Stored data:
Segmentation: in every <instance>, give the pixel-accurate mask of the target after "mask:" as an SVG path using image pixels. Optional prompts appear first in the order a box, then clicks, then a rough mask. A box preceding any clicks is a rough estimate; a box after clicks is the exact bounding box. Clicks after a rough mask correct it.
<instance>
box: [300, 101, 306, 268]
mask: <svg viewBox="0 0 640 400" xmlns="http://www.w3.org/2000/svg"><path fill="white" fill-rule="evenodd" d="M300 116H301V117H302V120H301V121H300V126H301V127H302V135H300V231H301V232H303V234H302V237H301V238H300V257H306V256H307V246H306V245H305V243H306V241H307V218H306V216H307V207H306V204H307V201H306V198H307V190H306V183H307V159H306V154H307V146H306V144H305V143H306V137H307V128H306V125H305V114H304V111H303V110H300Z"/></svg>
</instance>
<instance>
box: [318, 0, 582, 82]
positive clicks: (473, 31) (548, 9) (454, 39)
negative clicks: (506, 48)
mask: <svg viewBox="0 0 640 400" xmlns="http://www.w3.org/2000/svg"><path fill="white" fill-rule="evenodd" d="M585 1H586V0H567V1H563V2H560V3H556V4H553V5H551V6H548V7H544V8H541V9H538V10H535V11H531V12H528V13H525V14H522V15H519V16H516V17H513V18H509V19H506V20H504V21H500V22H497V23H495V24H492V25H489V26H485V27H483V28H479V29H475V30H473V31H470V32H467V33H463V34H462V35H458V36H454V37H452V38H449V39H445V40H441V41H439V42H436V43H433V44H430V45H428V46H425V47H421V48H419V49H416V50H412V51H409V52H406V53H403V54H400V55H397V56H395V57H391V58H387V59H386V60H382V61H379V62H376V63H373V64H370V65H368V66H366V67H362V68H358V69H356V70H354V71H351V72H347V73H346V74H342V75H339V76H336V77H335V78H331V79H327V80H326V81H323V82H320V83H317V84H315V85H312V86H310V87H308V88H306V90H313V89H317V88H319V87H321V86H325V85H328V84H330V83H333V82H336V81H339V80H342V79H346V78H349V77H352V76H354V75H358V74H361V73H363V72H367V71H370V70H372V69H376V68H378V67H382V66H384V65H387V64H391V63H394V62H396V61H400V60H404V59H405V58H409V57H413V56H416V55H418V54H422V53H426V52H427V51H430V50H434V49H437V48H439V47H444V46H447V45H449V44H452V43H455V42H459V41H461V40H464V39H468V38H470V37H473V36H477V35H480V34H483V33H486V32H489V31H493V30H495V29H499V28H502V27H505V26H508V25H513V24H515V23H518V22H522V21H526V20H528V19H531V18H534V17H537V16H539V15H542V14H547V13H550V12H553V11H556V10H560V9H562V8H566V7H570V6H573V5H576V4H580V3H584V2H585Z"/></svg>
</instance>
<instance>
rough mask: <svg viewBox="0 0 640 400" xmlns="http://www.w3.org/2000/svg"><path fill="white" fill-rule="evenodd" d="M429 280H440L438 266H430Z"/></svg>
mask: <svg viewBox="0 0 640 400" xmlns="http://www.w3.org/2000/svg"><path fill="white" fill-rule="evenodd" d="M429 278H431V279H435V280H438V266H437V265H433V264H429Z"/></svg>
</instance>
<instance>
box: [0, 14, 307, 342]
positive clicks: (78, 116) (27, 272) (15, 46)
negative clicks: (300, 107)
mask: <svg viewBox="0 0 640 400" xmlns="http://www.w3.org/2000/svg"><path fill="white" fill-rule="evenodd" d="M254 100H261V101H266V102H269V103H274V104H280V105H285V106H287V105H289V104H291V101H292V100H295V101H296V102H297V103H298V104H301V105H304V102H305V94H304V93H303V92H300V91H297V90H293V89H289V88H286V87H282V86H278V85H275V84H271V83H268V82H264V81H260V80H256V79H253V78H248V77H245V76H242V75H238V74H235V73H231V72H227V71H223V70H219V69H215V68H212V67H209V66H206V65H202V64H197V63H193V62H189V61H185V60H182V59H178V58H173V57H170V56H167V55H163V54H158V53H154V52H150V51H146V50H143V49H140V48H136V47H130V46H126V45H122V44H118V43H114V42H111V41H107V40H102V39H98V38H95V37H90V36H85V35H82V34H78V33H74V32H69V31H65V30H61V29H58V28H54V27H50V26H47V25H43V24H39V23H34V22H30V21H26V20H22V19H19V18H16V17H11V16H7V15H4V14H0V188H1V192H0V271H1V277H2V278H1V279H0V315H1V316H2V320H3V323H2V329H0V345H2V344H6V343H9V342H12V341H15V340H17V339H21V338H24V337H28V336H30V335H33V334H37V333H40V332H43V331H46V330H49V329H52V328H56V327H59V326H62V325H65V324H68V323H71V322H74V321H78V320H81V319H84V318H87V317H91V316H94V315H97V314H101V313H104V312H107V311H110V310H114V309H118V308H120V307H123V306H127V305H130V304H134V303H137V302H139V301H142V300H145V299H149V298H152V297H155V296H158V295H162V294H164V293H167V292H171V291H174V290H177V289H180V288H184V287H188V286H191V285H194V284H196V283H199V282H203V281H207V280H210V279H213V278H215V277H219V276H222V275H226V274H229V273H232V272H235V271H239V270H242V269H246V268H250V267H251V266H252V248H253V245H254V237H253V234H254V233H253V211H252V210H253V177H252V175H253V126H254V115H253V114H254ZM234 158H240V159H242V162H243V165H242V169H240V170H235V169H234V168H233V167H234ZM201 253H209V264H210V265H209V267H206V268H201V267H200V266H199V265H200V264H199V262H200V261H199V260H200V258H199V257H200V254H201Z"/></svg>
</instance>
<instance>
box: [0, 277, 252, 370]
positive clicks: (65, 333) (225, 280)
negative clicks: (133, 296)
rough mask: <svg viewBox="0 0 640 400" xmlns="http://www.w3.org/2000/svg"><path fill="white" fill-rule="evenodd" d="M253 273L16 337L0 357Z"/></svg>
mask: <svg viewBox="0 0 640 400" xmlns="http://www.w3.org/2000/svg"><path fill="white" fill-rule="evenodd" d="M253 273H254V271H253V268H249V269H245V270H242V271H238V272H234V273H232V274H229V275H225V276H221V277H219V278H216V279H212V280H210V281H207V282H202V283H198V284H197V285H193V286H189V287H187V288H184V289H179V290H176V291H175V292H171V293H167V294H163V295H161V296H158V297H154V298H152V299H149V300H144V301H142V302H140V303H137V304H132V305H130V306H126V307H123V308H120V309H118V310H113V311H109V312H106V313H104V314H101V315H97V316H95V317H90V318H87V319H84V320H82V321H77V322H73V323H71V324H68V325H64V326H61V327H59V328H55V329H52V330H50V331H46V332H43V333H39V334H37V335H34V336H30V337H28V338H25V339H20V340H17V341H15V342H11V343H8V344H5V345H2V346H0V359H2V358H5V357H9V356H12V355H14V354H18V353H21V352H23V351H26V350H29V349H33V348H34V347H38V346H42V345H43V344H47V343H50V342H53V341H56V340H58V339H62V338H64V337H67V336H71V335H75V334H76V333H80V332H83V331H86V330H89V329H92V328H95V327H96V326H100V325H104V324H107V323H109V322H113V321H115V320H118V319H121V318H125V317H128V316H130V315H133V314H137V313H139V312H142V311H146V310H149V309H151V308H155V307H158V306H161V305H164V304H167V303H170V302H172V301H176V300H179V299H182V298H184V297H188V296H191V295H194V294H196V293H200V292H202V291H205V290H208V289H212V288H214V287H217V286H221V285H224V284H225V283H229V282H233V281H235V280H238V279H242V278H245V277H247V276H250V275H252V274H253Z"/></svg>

Work request: Work out how many lines of the material contain "positive". Reply with that number only.

Output of the task: 3